─── GIVEN RECORDS ───

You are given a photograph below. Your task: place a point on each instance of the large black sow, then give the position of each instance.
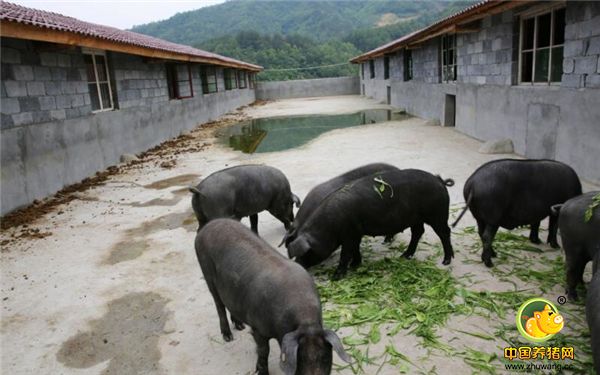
(509, 193)
(276, 297)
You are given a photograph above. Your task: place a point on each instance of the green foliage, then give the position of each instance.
(279, 53)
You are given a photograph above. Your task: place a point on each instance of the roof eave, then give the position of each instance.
(435, 29)
(20, 30)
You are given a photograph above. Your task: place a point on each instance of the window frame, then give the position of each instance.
(232, 79)
(407, 65)
(93, 53)
(535, 14)
(205, 73)
(242, 74)
(445, 52)
(386, 66)
(173, 80)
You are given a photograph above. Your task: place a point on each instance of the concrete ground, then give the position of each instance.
(116, 288)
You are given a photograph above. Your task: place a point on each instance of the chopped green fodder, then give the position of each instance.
(390, 295)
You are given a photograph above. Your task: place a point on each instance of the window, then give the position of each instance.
(230, 79)
(242, 79)
(542, 40)
(98, 80)
(449, 57)
(407, 64)
(386, 67)
(179, 80)
(208, 76)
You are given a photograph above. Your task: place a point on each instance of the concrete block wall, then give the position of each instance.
(308, 88)
(41, 84)
(581, 62)
(486, 57)
(41, 157)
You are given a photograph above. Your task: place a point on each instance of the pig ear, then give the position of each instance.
(298, 247)
(289, 352)
(336, 344)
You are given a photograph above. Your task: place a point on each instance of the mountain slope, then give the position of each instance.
(320, 20)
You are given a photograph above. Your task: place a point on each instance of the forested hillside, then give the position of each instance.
(289, 38)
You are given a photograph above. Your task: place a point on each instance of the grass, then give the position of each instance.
(390, 296)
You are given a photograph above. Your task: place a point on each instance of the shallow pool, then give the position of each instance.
(283, 133)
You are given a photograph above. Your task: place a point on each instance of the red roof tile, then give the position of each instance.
(49, 20)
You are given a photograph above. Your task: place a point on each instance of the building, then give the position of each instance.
(528, 71)
(77, 95)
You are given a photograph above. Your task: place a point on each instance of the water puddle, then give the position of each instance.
(181, 180)
(127, 336)
(283, 133)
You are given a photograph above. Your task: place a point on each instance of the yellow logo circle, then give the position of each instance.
(538, 320)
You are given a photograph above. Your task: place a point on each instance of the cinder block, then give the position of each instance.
(47, 103)
(48, 59)
(58, 74)
(9, 106)
(35, 88)
(568, 65)
(586, 65)
(63, 101)
(63, 60)
(29, 104)
(58, 114)
(22, 72)
(41, 73)
(572, 80)
(15, 88)
(22, 118)
(10, 56)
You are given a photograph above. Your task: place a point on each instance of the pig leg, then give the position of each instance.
(350, 248)
(552, 230)
(237, 323)
(480, 229)
(262, 349)
(225, 330)
(575, 267)
(534, 236)
(443, 232)
(254, 223)
(416, 231)
(487, 238)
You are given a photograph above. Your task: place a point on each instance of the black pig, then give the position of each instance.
(509, 193)
(384, 203)
(276, 297)
(580, 237)
(241, 191)
(316, 195)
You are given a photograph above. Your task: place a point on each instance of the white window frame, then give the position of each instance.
(94, 53)
(535, 13)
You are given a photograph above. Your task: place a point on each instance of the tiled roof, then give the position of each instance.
(49, 20)
(404, 40)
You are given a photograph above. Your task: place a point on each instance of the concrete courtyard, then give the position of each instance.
(115, 287)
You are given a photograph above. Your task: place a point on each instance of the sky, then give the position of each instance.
(121, 14)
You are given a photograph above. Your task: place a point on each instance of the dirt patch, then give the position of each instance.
(127, 336)
(135, 242)
(184, 179)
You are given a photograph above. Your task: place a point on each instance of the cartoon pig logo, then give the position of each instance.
(538, 320)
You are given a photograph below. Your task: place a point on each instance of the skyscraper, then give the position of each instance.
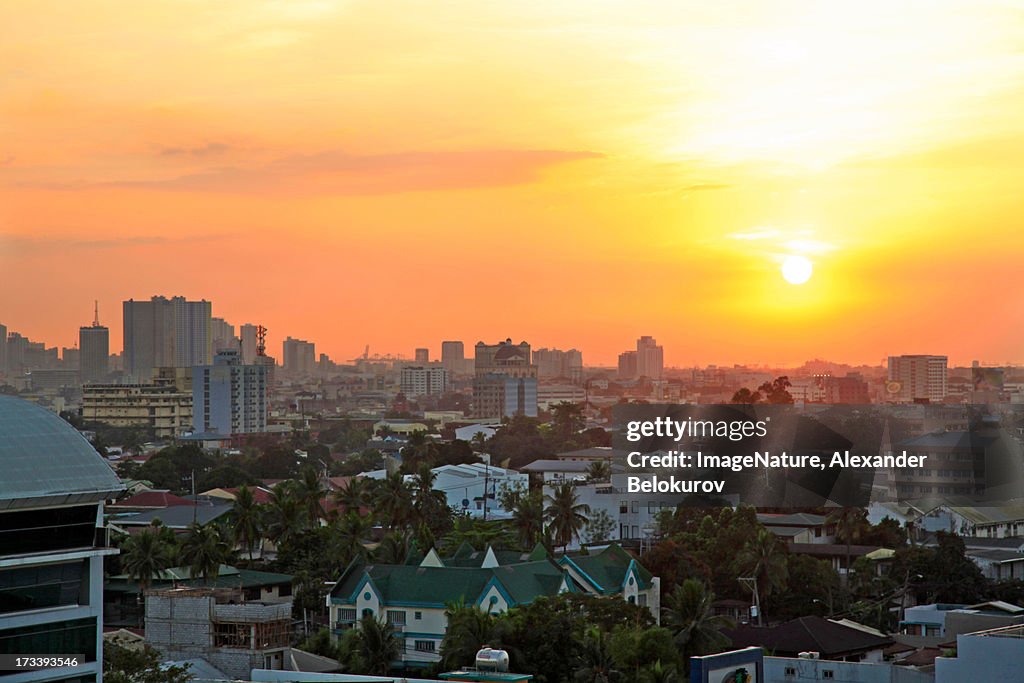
(650, 358)
(916, 378)
(299, 356)
(222, 336)
(166, 333)
(94, 351)
(229, 397)
(248, 333)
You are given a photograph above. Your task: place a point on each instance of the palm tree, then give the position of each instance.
(310, 492)
(527, 518)
(469, 629)
(248, 526)
(565, 514)
(764, 558)
(599, 470)
(850, 525)
(348, 535)
(687, 612)
(205, 550)
(283, 517)
(596, 664)
(354, 497)
(377, 645)
(145, 555)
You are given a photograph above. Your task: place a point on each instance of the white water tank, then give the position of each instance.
(491, 659)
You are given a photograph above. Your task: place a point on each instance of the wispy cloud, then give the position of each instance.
(339, 172)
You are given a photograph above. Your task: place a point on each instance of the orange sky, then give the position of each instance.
(573, 174)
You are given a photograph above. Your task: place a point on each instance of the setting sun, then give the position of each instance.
(797, 269)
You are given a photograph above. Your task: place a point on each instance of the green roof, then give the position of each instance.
(607, 568)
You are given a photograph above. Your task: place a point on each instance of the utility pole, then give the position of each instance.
(752, 583)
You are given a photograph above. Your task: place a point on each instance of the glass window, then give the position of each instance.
(23, 589)
(75, 637)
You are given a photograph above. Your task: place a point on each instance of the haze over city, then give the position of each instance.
(346, 173)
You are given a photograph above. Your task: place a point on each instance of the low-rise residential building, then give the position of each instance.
(219, 627)
(413, 597)
(162, 408)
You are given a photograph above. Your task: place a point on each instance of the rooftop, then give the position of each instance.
(44, 460)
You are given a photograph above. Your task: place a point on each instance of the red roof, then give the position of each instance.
(153, 500)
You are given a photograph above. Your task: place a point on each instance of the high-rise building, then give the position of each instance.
(229, 397)
(3, 348)
(552, 364)
(916, 378)
(421, 380)
(163, 332)
(222, 336)
(94, 351)
(650, 358)
(628, 365)
(299, 356)
(494, 396)
(249, 335)
(51, 542)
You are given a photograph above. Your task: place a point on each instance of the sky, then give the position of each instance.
(573, 174)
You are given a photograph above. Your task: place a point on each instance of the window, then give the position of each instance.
(39, 587)
(77, 637)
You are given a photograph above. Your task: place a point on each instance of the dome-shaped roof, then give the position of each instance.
(44, 460)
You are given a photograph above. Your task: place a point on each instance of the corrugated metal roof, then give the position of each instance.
(44, 459)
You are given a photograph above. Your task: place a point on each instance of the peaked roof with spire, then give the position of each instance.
(467, 575)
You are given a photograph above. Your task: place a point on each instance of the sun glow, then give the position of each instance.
(797, 269)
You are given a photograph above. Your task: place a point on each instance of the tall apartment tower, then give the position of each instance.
(94, 351)
(166, 333)
(229, 397)
(650, 358)
(249, 336)
(504, 380)
(918, 378)
(222, 336)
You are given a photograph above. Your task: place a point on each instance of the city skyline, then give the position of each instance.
(669, 172)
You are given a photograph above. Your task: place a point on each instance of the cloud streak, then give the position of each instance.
(339, 172)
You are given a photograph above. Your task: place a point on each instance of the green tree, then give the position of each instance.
(309, 489)
(527, 518)
(205, 550)
(247, 519)
(599, 526)
(283, 515)
(124, 665)
(764, 558)
(144, 556)
(595, 664)
(565, 514)
(377, 644)
(687, 612)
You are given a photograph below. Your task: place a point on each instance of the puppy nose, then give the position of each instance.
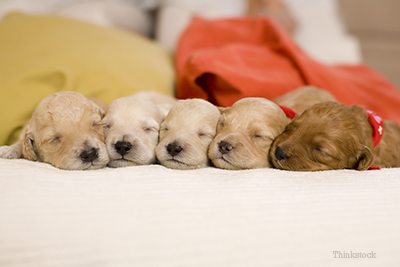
(174, 149)
(224, 147)
(123, 147)
(89, 155)
(280, 154)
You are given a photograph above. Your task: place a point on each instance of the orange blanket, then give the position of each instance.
(225, 60)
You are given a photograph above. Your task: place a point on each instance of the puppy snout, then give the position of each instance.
(174, 149)
(123, 147)
(224, 147)
(280, 154)
(89, 155)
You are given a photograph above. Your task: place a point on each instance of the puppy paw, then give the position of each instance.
(10, 152)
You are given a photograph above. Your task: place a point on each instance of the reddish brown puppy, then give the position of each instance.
(331, 136)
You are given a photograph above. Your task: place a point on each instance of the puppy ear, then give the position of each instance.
(222, 109)
(29, 150)
(364, 159)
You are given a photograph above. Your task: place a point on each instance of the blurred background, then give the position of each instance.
(331, 31)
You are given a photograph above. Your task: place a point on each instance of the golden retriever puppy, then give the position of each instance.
(66, 131)
(330, 136)
(131, 127)
(186, 133)
(303, 98)
(245, 133)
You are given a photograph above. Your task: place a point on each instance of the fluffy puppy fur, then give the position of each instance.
(186, 134)
(331, 136)
(303, 98)
(245, 132)
(65, 130)
(131, 127)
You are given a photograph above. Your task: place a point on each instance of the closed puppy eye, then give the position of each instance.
(106, 126)
(53, 139)
(164, 129)
(205, 134)
(149, 129)
(263, 136)
(97, 124)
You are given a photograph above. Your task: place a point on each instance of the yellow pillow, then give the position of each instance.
(41, 55)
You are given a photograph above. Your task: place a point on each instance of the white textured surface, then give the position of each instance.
(153, 216)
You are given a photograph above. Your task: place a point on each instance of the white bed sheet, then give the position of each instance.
(154, 216)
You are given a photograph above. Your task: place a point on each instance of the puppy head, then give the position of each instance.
(131, 128)
(186, 133)
(245, 132)
(65, 130)
(326, 136)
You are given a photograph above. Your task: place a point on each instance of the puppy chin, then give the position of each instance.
(180, 165)
(222, 163)
(117, 163)
(75, 163)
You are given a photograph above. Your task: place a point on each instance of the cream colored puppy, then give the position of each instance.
(186, 134)
(65, 130)
(131, 127)
(245, 133)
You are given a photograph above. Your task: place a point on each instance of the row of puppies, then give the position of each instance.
(188, 134)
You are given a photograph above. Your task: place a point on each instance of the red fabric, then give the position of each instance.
(225, 60)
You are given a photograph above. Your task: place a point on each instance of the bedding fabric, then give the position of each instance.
(43, 54)
(228, 59)
(154, 216)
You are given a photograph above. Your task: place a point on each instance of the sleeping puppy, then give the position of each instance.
(65, 130)
(245, 132)
(131, 127)
(186, 134)
(330, 136)
(303, 98)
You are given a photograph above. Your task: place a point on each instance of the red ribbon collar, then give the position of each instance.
(377, 131)
(290, 113)
(377, 126)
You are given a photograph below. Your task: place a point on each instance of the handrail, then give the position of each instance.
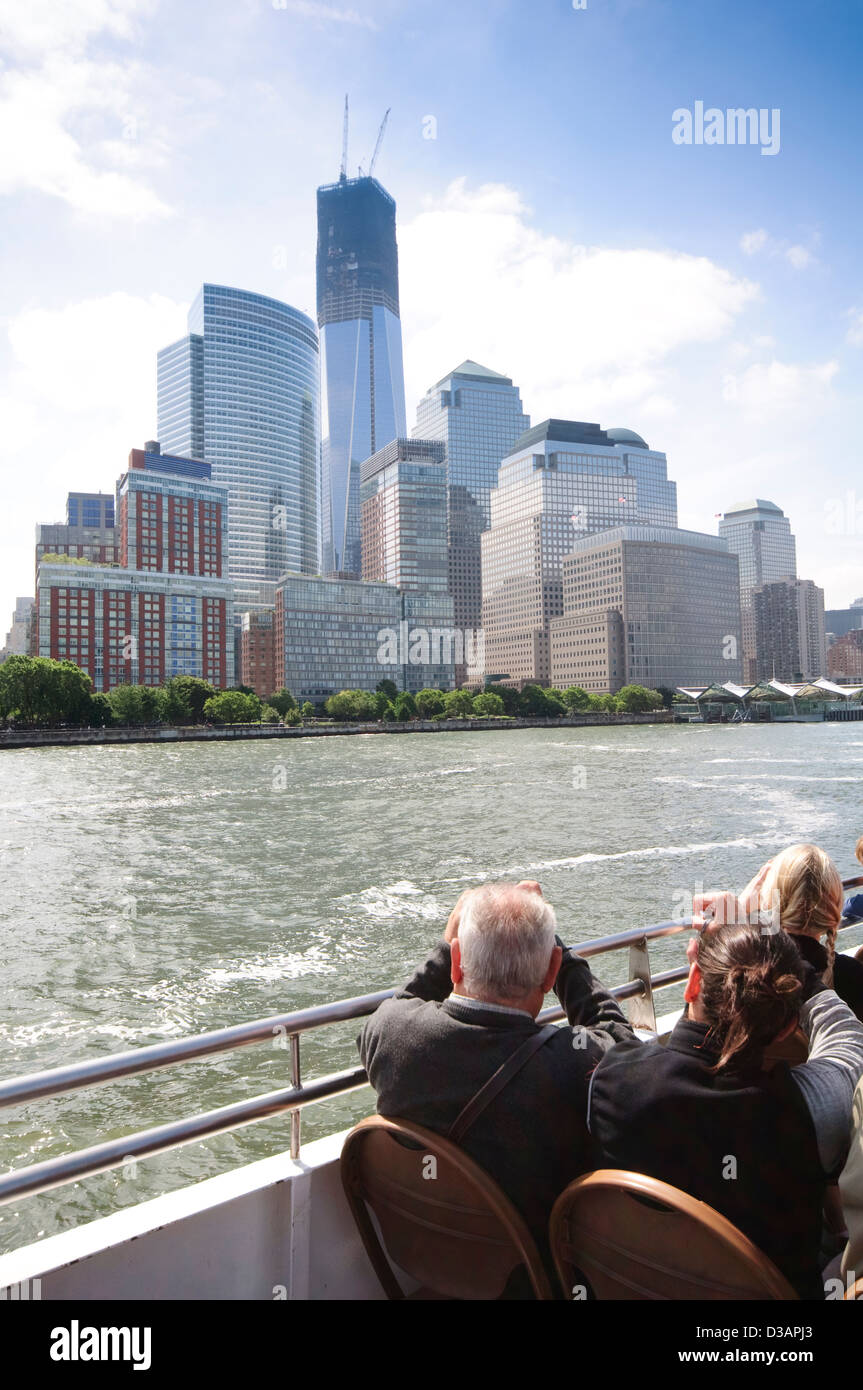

───

■ DIRECTION: Copy everything from the line containing "surface, then give the position of each instance." down to the end of the entries, putting "image" in place of every "photograph" and leaving all else unchanged. Leave the pictures out of your answer.

■ EXPECTED ANSWER:
You are given a image above. Your task: place a point on each instance of the white textured surface, then give the position of each instance.
(153, 216)
You are given a image above. Your task: place a point on each instance of the white bed sheet, then give the position of each instance.
(154, 216)
You are given a image above. Your task: place a point on each instance of the puppy head, then give the position of each instance.
(131, 128)
(186, 133)
(245, 132)
(65, 130)
(326, 136)
You are given a image above. Your task: place a point on each instance of the puppy chin, then give the position of each instance.
(180, 165)
(222, 163)
(117, 163)
(75, 163)
You are given a image above. Your task: place a point on each instance of the cream colored puppy, then give the position of each instance.
(186, 134)
(65, 130)
(131, 127)
(245, 133)
You are given a image above. Your task: place a point on each instance of the row of puppies, then give the position of each instance.
(188, 134)
You are given a image above. Your task: place a point on each instance of the red fabric, then give the position of each instance.
(225, 60)
You are given a image above. Your task: place a point on each instance of the bedding fabric, then give the position of each instance.
(43, 54)
(228, 59)
(154, 216)
You are given a image above. Your task: place a point on each instance of the sleeping puppy, then give the position of each instance.
(65, 130)
(245, 132)
(131, 127)
(186, 134)
(330, 136)
(303, 98)
You are given a image above. Your task: place a point on each instance of the red ribbon collar, then give the position of each instance.
(377, 131)
(290, 113)
(377, 126)
You are given a image below. Your task: place a point on each instance of the handrail, then give the position of each instance.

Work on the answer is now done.